Stored entries:
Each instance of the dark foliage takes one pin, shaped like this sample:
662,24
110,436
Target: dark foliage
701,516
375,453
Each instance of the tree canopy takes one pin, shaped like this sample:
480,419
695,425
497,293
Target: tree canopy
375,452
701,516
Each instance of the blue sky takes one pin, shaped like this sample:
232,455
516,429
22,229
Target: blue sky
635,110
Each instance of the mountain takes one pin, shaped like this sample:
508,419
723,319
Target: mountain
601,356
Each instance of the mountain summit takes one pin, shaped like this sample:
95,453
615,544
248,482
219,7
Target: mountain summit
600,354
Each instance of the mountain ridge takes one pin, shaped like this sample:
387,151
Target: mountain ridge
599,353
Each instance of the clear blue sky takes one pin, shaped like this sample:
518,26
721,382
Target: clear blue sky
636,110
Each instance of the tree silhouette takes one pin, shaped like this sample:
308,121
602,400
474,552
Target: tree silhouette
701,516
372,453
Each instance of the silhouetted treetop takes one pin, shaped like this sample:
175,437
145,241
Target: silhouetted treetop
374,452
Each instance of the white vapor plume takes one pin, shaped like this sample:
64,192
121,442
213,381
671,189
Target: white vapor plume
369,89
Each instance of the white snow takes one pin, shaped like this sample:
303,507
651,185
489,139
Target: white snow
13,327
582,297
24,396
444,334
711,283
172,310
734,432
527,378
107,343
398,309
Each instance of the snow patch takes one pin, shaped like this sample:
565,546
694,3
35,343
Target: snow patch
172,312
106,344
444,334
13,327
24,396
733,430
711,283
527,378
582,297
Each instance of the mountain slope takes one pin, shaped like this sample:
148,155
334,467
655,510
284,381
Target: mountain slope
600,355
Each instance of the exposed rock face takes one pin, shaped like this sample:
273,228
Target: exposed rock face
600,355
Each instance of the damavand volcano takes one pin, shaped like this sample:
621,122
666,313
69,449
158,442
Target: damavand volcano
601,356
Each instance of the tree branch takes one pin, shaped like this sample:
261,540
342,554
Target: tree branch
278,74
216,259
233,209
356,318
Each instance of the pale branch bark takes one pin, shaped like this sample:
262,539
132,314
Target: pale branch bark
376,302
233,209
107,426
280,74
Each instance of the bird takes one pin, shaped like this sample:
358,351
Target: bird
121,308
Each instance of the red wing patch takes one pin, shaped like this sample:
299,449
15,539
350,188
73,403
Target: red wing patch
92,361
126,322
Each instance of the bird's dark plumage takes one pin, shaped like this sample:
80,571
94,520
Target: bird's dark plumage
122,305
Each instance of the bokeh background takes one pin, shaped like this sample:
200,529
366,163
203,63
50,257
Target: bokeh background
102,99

* [Exercise description]
Transcribe the records above exactly as they appear.

* [Exercise answer]
Each instance of the dark foliage takes one pin, shaped like this sample:
662,24
110,436
Target: dark foliage
701,516
375,453
Each instance of the tree canopy takes one pin, shaped like this sample:
480,419
695,425
497,293
Target: tree canopy
375,452
701,516
Each instance of the blue sky takes one pin, shaped like this sample:
232,455
516,429
22,229
Target: blue sky
635,110
Each instance of the mountain takes one pin, shaped like this sample:
508,419
723,319
Target: mountain
601,356
Each instance of the mountain summit takes one pin, shaped like this sample:
95,453
615,544
248,482
219,7
Target: mountain summit
600,354
Each instance of the mountain ridge takes one pin, shaped like this sample:
387,151
Target: mountain ridge
599,353
Each instance of the clear blue sky takes one pin, shaped like this sample:
518,26
721,382
Target: clear blue sky
636,110
Each instance of the tree silhouette takes one pin, shaped like this sample:
308,121
602,400
474,552
Target: tree silhouette
701,516
372,453
Each instance of the silhouetted treetop takes one pin, shaped like this sample:
175,437
145,241
Target: silhouetted treetop
374,452
Each instance of the white vapor plume takes one pin, shaped like this sample:
64,192
121,442
213,381
671,189
Target: white vapor plume
369,89
Each instance of the white snow takes one pin, shaped like this sample:
303,507
651,185
489,139
Target: white snow
13,327
582,297
24,396
444,334
711,283
172,310
734,432
527,378
107,343
398,309
Each instance of the snow patch takes one pin, shaped like this sample:
565,546
694,3
35,343
Target: snow patch
172,312
106,344
444,334
13,327
24,396
733,430
711,283
527,378
582,297
Each instance of the mountain slope takes one pin, shaped like this sample:
148,155
334,467
655,510
284,381
Target: mountain slope
600,355
Each instance of the exposed rock face takes one pin, shaped like this sample:
273,228
Target: exposed rock face
600,355
Each instance of the damavand volcano takes one pin, shaped like this sample:
621,122
666,313
69,449
158,442
Target: damavand volcano
601,356
Each instance of the tree branch takes one pin, shaped like this sample:
261,540
342,554
Target: tree branch
278,74
216,259
233,209
356,318
Each instance of the pale branch bark takes one pin, shaped like this sample:
262,539
132,314
Target: pale branch bark
376,302
233,209
107,426
280,74
Each instance of the bird takes one pin, shaped like this sample:
358,351
Target: bird
121,308
Each instance of the red wing patch takes one pin, shaped like this sample:
299,449
15,539
350,188
73,403
Target: red wing patch
92,361
126,322
Each instance of the bird's dark plumage takes one pin, shaped like this sample:
80,571
94,520
Target: bird's dark plumage
122,305
Each instance of the bokeh background takes one pin, shaped like this sample:
200,529
366,163
203,63
50,257
Target: bokeh background
102,99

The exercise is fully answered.